- [Aim of the task] Please copy out the Brexit column below word for word, from its first line to its last.

- [Text section]
Politics

John Bird: It's all a question of confidence – ours

Did the masterminds of the Brexit referendum have a back-up, or even a back-out, plan?

So divided are we that it would probably take an alien invasion from outer space to unite us. Last week’s rejection of the deal proffered by the Prime Minister for leaving the European Union showed a momentary outbreak of some form of unity: MPs voted decisively against it, and by more than two to one.

So the incredibly united House of Commons, the chamber that voted 10 to one for a referendum in June 2015, have savaged the result of two years’ labour.

And now, with less than 70 days to go, we have to come up with something fast. Or plead for injury time.

I was on an early train the morning after the historic defeat when I heard a woman declaring that “it’s all our own fault”. That our politics is so detached from us that we get what we pay for. She didn’t pursue the point and got off at the next stop, but I would’ve loved to find out what she meant by “it’s all our own fault”.

Eighty years ago this year the British people began the year without the assurance that they would have a future worth having. Hitler was knocking the old order about to Germany’s advantage and rearranging Europe to his own liking. In Great Britain, appeasement and compromise were (with notable exceptions) the regarded feeling of most.

Of course, out of that uncertainty came the Second World War, and then the peace, and then the reconstruction, and then the European Economic Community which – by a majority of 1,269,501 votes – we decided to exit after nearly 45 years of membership.

Leaving Europe is going to be a big event in all of our lives

If you believed in the European Union, you wouldn’t want a membership organisation like Europe to be too easy to leave, for it might encourage others to leave the club. So it’s not surprising that the representatives of European governance should put all manner of obstacles in the way. They don’t want any other desertions.

It laughingly reminds me of trying to leave the David Lloyd gym I was a member of which I’d signed up with for a year. Alas, when I told them I didn’t wish to continue after the year’s membership, they told me I had to give three months’ notice. Of course, when I joined they did the usual of getting me to sign up but not emphasising the clauses like ‘a year doesn’t necessarily mean a year’. It could be 15 months.

At least I’m now free of David Lloyd’s with, I hope, little harm to my wellbeing. Alas, leaving Europe is going to be a big event in all of our lives.

- [Information shown]
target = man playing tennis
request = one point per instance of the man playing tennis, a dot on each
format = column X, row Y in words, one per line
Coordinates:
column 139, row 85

- [Answer in full]
Politics

John Bird: It's all a question of confidence – ours

Did the masterminds of the Brexit referendum have a back-up, or even a back-out, plan?

So divided are we that it would probably take an alien invasion from outer space to unite us. Last week’s rejection of the deal proffered by the Prime Minister for leaving the European Union showed a momentary outbreak of some form of unity: MPs voted decisively against it, and by more than two to one.

So the incredibly united House of Commons, the chamber that voted 10 to one for a referendum in June 2015, have savaged the result of two years’ labour.

And now, with less than 70 days to go, we have to come up with something fast. Or plead for injury time.

I was on an early train the morning after the historic defeat when I heard a woman declaring that “it’s all our own fault”. That our politics is so detached from us that we get what we pay for. She didn’t pursue the point and got off at the next stop, but I would’ve loved to find out what she meant by “it’s all our own fault”.

Eighty years ago this year the British people began the year without the assurance that they would have a future worth having. Hitler was knocking the old order about to Germany’s advantage and rearranging Europe to his own liking. In Great Britain, appeasement and compromise were (with notable exceptions) the regarded feeling of most.

Of course, out of that uncertainty came the Second World War, and then the peace, and then the reconstruction, and then the European Economic Community which – by a majority of 1,269,501 votes – we decided to exit after nearly 45 years of membership.

Leaving Europe is going to be a big event in all of our lives

If you believed in the European Union, you wouldn’t want a membership organisation like Europe to be too easy to leave, for it might encourage others to leave the club. So it’s not surprising that the representatives of European governance should put all manner of obstacles in the way. They don’t want any other desertions.

It laughingly reminds me of trying to leave the David Lloyd gym I was a member of which I’d signed up with for a year. Alas, when I told them I didn’t wish to continue after the year’s membership, they told me I had to give three months’ notice. Of course, when I joined they did the usual of getting me to sign up but not emphasising the clauses like ‘a year doesn’t necessarily mean a year’. It could be 15 months.

At least I’m now free of David Lloyd’s with, I hope, little harm to my wellbeing. Alas, leaving Europe is going to be a big event in all of our lives.